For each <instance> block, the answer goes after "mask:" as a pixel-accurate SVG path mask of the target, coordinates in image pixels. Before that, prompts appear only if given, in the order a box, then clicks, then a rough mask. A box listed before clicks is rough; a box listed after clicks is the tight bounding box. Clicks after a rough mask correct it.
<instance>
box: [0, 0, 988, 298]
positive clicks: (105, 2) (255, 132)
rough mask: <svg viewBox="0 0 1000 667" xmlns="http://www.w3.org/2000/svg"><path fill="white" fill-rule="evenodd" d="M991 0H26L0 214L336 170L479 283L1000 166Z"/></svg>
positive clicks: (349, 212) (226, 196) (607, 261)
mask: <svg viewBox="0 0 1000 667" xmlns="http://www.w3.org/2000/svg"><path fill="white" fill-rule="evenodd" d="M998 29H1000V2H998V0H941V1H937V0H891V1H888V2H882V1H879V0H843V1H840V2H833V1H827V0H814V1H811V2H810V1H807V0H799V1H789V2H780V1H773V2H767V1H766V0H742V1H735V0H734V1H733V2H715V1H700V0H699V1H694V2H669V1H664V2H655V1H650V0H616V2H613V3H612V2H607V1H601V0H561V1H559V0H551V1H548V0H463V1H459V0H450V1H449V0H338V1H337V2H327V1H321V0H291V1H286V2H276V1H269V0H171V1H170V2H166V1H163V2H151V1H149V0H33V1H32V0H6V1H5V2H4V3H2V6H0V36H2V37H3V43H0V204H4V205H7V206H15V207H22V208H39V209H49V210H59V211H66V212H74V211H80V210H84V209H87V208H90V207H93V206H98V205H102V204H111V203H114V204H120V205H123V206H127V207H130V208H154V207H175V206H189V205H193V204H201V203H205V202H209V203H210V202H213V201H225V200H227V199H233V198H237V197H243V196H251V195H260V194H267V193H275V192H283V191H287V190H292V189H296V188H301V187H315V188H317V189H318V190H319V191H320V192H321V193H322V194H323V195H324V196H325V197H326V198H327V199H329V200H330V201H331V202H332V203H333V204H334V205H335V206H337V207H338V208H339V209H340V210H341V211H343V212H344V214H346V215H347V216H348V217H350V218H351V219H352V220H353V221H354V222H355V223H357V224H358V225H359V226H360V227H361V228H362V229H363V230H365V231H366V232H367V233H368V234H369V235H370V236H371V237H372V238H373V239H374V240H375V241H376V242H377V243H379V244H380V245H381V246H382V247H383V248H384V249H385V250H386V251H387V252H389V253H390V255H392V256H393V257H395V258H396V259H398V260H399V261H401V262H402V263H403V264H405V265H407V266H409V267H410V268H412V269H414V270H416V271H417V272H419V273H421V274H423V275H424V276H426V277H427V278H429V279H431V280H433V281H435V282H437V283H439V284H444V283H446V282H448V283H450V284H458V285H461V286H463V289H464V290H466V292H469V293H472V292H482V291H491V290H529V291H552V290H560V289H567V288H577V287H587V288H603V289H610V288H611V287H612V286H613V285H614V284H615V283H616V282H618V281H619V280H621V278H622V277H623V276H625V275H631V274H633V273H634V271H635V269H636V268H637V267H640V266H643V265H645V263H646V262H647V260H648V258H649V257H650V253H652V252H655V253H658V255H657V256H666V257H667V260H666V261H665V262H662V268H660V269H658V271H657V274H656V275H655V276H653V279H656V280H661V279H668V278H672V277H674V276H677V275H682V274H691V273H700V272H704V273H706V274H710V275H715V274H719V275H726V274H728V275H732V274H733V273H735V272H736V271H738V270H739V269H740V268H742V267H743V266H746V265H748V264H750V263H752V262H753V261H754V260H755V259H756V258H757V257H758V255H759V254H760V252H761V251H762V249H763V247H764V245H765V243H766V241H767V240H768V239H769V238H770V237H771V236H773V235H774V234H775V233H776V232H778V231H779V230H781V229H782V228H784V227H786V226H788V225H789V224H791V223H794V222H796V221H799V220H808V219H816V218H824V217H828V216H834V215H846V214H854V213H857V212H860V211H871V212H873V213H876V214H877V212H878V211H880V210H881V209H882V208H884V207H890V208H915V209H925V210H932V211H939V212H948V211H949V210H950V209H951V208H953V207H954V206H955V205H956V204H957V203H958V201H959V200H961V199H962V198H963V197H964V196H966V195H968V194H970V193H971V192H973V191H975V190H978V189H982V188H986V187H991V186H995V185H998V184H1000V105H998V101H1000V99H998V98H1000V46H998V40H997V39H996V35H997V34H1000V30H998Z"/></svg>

+++

What you retype should run from the first line of the entries above through the line containing "rough mask: <svg", exactly and in full.

▶ **ANSWER AREA**:
For each <instance> block, the answer goes after "mask:" as a pixel-accurate SVG path mask of the target, coordinates in image pixels. Before that, prompts appear only if given, in the order a box, then clicks, then a rough mask. A box listed before clicks is rough; a box listed after clicks is the tight bounding box. Clicks after a rough mask correct it.
<instance>
box: [0, 0, 988, 298]
positive clicks: (105, 2) (255, 132)
rough mask: <svg viewBox="0 0 1000 667" xmlns="http://www.w3.org/2000/svg"><path fill="white" fill-rule="evenodd" d="M991 0H26L0 214L336 170L479 283L1000 166Z"/></svg>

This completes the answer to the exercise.